*EXCERPT TO READ*:
With Mr. Singh – who submitted his report on the party’s prospects in Western Maharashtra on Monday – repeating his views on the NCP merging with the Congress, the party’s media in-charge Janardan Dwivedi clarified that: ``The Congress has not taken a view on this issue; this is Mr. Singh’s personal view.’’
Meanwhile, Mr. Singh – who is seen as an ``anti-alliance’’ voice in the five-member committee set up by Congress president Sonia Gandhi to survey the pre-election mood in Maharashtra – maintained that the party was prepared to fight the upcoming Assembly elections in the State with the NCP.
This despite the anti-incumbency factor against the decade-old Congress-NCP Democratic Front Government set to hurt the NCP the most, as per Congress calculations. ``It will work more against the NCP as it had more ministers in the outgoing ministry,’’ said Mr. Singh; adding that poor power supply and drought could become key election issues. Added to this price rise in urban areas.
As for his report on Western Maharashtra, Mr. Singh said he had identified the seats in the region which the Congress should stake a claim for. He, however, did not disclose details on how many or which seats. Also, he has identified loopholes in the organisation at the grassroots in Western Maharashtra – the NCP bastion which was broken in the recent Lok Sabha elections.

*STORED ROWS*:
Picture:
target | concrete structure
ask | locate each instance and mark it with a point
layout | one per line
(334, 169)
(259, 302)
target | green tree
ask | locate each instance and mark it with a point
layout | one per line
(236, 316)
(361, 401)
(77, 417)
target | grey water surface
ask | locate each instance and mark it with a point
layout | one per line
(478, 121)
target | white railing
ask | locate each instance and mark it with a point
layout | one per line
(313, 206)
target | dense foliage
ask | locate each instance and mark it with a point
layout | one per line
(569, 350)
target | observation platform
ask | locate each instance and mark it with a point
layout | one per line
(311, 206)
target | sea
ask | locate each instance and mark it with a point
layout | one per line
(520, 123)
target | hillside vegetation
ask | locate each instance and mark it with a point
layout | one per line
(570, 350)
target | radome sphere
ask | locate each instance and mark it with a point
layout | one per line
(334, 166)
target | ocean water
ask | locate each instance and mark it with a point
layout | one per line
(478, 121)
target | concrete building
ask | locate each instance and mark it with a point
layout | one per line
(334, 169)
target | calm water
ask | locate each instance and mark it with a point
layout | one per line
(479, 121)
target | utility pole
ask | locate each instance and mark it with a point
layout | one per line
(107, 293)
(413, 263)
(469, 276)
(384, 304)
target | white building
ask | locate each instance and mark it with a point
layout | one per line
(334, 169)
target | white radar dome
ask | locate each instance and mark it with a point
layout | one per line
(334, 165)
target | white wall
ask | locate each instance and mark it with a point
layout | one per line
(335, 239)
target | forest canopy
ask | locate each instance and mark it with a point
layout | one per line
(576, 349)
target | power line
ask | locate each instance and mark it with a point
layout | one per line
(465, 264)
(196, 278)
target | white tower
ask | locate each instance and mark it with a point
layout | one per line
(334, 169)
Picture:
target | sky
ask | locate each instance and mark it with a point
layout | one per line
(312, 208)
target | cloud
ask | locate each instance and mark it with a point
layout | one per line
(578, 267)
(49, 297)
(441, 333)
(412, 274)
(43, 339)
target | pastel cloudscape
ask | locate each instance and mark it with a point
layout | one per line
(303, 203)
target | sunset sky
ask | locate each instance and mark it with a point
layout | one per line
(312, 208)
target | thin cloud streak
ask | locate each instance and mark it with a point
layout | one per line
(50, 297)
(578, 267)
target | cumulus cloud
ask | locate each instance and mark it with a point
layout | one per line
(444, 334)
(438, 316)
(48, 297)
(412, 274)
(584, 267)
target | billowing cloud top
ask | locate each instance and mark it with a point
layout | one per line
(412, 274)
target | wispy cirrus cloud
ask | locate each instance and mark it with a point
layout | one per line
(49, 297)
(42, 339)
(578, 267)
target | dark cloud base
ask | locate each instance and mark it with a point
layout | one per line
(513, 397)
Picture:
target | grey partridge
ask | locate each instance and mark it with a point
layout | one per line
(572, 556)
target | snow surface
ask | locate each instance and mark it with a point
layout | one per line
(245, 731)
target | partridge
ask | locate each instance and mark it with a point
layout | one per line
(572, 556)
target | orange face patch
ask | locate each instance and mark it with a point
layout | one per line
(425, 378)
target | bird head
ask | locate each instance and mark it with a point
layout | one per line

*WHAT IS ASKED*:
A - Set down the part of the Maharashtra election report starting with "This despite the" and going on through "Lok Sabha elections.", word for word.
B - Answer these from the Maharashtra election report:
(i) Who is named as the party's media in-charge?
(ii) How many members sit on the committee Sonia Gandhi set up to survey the pre-election mood?
(iii) Which two problems did Mr. Singh say could become key election issues?
C - Carry on the report on the Congress-NCP alliance in Maharashtra from the point where it stops.

*FINAL ANSWERS*:
A -
This despite the anti-incumbency factor against the decade-old Congress-NCP Democratic Front Government set to hurt the NCP the most, as per Congress calculations. ``It will work more against the NCP as it had more ministers in the outgoing ministry,’’ said Mr. Singh; adding that poor power supply and drought could become key election issues. Added to this price rise in urban areas.
As for his report on Western Maharashtra, Mr. Singh said he had identified the seats in the region which the Congress should stake a claim for. He, however, did not disclose details on how many or which seats. Also, he has identified loopholes in the organisation at the grassroots in Western Maharashtra – the NCP bastion which was broken in the recent Lok Sabha elections.

B -
(i) Janardan Dwivedi
(ii) Five
(iii) Poor power supply and drought

C -
Like him, three other party seniors – K. Rahman Khan, Mohan Prakash and Madhusudan Mistry – were assigned 12 Lok Sabha constituencies each in the State to survey and identify seats that the Congress should contest. Mr. Khan was assigned the Mumbai-Konkan region, Mr. Prakash was given Vidarbha and Marathwada, and Mr. Mistry North Maharashtra (Khandesh).
While a final decision on alliance will be taken by the party’s senior-most leadership, the Congress contention is that the 2004 seat-sharing formula will not work as delimitation has changed the demographic profile of constituencies.
Maharashtra has been particularly affected by the delimitation exercise as the State’s quota of five Scheduled Caste seats were redistributed so that five of the six divisions in Maharashtra got one reserved seat each. Till now, Nagpur and Aurangabad divisions had two SC seats each and the fifth was located in the Amravathi Division as a result of which the remaining three divisions were not represented by SCs in the Lok Sabha.
This, according to the Congress, has changed the electoral dynamics in the State; rendering existing seat-sharing arrangements redundant and opening up all of Maharashtra for re-negotiation.